> Tâche à réaliser: Recopiez, dans l'ordre, chacune des phrases de l'entretien qui contiennent le mot « covid ».

Société

ENTRETIEN. Pénurie de médicaments : le cri d’alarme du Pr Bouzid 

Le président de la Société algérienne d’oncologie médicale (SAOM), l’éminent professeur Kamel Bouzid, dresse, à nouveau, un constat accablant de la prise en charge des cancéreux en Algérie.

Quelle est la situation de la prise en charge des malades algériens atteints de cancer dans cette conjoncture de pandémie du covid ?

Depuis cette pandémie du covid, il y a une dégradation, du point de vue chirurgie, puisque beaucoup de services de chirurgie ont été transformés en services covid.

Un patient attend une opération pour une tumeur, et à cause du covid il n’y a pas de chirurgie. Le paradoxe est que dans le privé c’est possible mais dans le secteur public ça ne l’est pas sous prétexte du covid.

> Informations fournies:
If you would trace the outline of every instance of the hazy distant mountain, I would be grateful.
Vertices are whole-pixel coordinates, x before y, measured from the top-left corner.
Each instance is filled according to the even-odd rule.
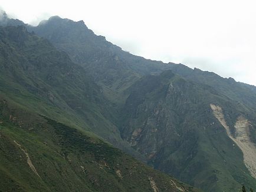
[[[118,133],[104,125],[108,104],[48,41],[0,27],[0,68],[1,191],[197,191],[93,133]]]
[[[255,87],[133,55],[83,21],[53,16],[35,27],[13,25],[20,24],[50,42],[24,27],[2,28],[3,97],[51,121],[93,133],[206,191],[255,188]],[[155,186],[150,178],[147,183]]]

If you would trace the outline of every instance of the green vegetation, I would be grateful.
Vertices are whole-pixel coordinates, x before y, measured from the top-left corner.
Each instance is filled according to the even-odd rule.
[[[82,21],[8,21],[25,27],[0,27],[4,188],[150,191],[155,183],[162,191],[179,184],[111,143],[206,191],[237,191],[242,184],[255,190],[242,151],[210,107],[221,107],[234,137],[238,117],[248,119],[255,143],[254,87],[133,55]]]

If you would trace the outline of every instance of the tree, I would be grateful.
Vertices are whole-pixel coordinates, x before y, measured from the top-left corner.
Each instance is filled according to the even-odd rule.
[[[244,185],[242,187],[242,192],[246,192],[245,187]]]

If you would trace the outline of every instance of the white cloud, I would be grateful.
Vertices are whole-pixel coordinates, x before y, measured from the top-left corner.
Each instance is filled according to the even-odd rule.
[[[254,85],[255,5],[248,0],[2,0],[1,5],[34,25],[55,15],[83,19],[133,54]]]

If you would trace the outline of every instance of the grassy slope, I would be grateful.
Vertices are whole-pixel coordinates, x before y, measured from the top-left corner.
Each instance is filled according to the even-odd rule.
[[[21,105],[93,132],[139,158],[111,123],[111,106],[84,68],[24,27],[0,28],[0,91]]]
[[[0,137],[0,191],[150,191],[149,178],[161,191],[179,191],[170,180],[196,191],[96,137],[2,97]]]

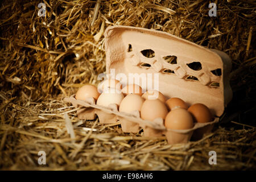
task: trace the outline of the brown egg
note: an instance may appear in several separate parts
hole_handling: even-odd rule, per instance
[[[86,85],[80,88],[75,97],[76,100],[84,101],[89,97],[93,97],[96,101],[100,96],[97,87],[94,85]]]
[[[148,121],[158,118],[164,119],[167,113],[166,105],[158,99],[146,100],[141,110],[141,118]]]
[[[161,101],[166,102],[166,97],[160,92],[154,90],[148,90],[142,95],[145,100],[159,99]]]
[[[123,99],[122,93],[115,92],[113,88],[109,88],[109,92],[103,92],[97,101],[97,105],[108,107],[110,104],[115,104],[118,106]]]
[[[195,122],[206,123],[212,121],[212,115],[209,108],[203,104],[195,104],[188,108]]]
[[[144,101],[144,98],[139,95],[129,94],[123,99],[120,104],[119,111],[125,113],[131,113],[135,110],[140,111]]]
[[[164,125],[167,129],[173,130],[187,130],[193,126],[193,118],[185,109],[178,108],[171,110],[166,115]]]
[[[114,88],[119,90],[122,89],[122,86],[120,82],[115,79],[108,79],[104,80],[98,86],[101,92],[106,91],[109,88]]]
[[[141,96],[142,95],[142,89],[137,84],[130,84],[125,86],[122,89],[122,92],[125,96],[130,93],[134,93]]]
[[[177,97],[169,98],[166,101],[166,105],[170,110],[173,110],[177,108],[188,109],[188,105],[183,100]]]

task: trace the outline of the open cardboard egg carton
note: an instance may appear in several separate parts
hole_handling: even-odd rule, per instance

> Résultat obtenu:
Quelle est la situation de la prise en charge des malades algériens atteints de cancer dans cette conjoncture de pandémie du covid ?
Depuis cette pandémie du covid, il y a une dégradation, du point de vue chirurgie, puisque beaucoup de services de chirurgie ont été transformés en services covid.
Un patient attend une opération pour une tumeur, et à cause du covid il n'y a pas de chirurgie.
Le paradoxe est que dans le privé c'est possible mais dans le secteur public ça ne l'est pas sous prétexte du covid.